Texte source:
↓
LA PROF DU MOIS : LULA !

Comme à chaque rentrée, ça n’est pas un élève mais un(e) prof que l’on vous présente ! Pour ce mois de septembre, c’est Lula qui partage avec nous son histoire, son parcours : apprenez à découvrir un peu plus notre danseuse hors pair dans cette interview ! <3
Peux-tu te présenter en quelques mots ? 
Je m’appelle Lula, j’ai vingt-six ans. Je suis danseuse contemporaine et pole danseuse, et également
professeure dans ces deux disciplines artistiques.
Depuis quand enseignes-tu chez Pole Dance and Co ? Quels cours dispenses-tu ?
J’enseigne à l’école Pole Dance and Co depuis septembre 2019. Au début je ne donnais qu’un seul cours, et
aujourd’hui j’assure des cours dans ce studio les lundi, mardi, et mercredi soirs. Les disciplines que je
dispense sont :
– la pole dance (apprentissage des tricks et spins, jusqu’au niveau débutant 2)
↑
Extrait de données:
↓
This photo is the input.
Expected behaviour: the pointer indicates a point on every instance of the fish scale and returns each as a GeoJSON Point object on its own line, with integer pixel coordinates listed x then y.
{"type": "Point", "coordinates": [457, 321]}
↑
Liste des tâches:
• 1. D'après le texte source, depuis quand Lula enseigne-t-elle à l'école Pole Dance and Co ?
• 2. Poursuivez l'entretien avec Lula à partir de sa dernière ligne.

Réponses:
• 1. Depuis septembre 2019.

• 2.
– le stretch (cours de souplesse et de mobilité)
– l’exotic (pole chorégraphique en talons issue des clubs de strip-tease, qui met en avant le travail de la
sensualité, des attitudes sexy, de l’affirmation de soi)
et … mon bébé :
– le contempole (pole chorégraphique avec une approche par la danse contemporaine, qui valorise la
circulation du mouvement, l’expression du corps, l’écoute de soi et des autres)
Quel est ton parcours sportif ? Pratiques-tu/as-tu pratiqué d’autres sports en dehors des disciplines que tu enseignes ?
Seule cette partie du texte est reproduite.